===== Material shown =====

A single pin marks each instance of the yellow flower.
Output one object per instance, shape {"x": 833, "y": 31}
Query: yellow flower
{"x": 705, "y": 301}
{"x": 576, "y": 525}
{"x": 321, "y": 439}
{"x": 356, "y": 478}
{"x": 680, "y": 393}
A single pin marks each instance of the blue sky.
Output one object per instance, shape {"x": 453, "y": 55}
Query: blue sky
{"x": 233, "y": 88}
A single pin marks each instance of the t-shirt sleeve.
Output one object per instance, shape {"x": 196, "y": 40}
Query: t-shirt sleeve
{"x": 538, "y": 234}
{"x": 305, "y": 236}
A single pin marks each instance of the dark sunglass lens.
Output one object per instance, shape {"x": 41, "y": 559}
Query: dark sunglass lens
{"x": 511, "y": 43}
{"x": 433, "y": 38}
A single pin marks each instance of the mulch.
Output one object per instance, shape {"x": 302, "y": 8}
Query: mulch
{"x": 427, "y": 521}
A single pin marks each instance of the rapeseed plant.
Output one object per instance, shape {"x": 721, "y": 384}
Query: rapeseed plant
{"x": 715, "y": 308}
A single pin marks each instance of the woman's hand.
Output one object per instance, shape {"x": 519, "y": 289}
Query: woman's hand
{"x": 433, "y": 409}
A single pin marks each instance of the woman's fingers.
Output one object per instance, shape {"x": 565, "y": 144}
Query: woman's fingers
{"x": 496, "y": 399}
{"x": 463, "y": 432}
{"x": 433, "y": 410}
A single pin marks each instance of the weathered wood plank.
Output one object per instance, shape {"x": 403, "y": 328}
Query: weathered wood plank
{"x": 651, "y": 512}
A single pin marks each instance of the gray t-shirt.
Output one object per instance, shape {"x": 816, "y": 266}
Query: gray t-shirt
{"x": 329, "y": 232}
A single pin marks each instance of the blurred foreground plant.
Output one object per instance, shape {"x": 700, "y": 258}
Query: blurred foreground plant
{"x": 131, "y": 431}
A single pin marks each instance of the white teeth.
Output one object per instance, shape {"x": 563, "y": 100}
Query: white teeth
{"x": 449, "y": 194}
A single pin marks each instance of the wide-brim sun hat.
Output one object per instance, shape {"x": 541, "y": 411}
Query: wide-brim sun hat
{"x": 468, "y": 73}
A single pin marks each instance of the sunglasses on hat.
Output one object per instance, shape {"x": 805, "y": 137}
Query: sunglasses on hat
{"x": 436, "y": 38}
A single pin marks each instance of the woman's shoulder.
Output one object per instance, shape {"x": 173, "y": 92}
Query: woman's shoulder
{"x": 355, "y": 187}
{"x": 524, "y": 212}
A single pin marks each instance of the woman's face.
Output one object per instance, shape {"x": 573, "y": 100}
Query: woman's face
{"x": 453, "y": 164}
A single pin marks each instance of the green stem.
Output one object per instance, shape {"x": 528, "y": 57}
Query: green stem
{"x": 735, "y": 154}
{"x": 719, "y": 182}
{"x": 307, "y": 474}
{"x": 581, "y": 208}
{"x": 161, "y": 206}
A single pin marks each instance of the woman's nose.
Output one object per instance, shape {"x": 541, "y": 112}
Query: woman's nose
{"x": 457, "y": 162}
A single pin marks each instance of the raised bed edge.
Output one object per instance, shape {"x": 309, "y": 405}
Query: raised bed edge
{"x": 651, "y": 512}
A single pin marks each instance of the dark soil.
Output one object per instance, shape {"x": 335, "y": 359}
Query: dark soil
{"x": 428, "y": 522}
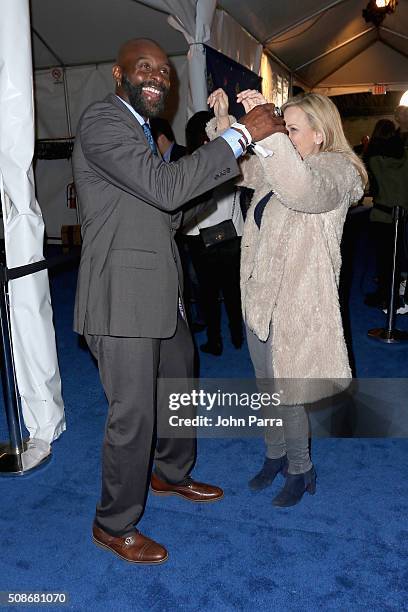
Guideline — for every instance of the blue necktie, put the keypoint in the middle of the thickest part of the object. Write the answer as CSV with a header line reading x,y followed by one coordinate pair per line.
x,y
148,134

=====

▶ **Work instruction**: Reprint exactly the lines above that start at the one with "Query: white teeth" and end at the one with "A single pin marks each instance of the dark soil.", keeping both and adding none.

▶ **Response**:
Query: white teeth
{"x": 449, "y": 194}
A single pin marks each instance of the wide-brim sun hat.
Output one object per instance, shape {"x": 541, "y": 411}
Query: wide-brim sun hat
{"x": 468, "y": 73}
A single pin marks each instance of the sunglasses on hat.
Output one object per instance, shape {"x": 805, "y": 137}
Query: sunglasses on hat
{"x": 436, "y": 38}
A single pin marks each instance of the woman's shoulder.
Output one object per instance, shape {"x": 173, "y": 92}
Query: woman's shoulder
{"x": 355, "y": 187}
{"x": 524, "y": 212}
A single pin marks each instance of the woman's face.
Output one object per instance, shape {"x": 573, "y": 100}
Query: woman's face
{"x": 453, "y": 164}
A single pin marks each instance of the green stem.
Output one object per instance, shape {"x": 528, "y": 57}
Query: green stem
{"x": 735, "y": 154}
{"x": 719, "y": 182}
{"x": 307, "y": 474}
{"x": 581, "y": 208}
{"x": 161, "y": 206}
A single pin marks each instance of the woman's nose.
Output one object per instance, shape {"x": 541, "y": 112}
Query: woman's nose
{"x": 457, "y": 162}
A single pin marks each instance of the raised bed edge.
Output one object per instance, shape {"x": 309, "y": 405}
Query: raised bed edge
{"x": 651, "y": 512}
A single pin marks each instance of the dark soil.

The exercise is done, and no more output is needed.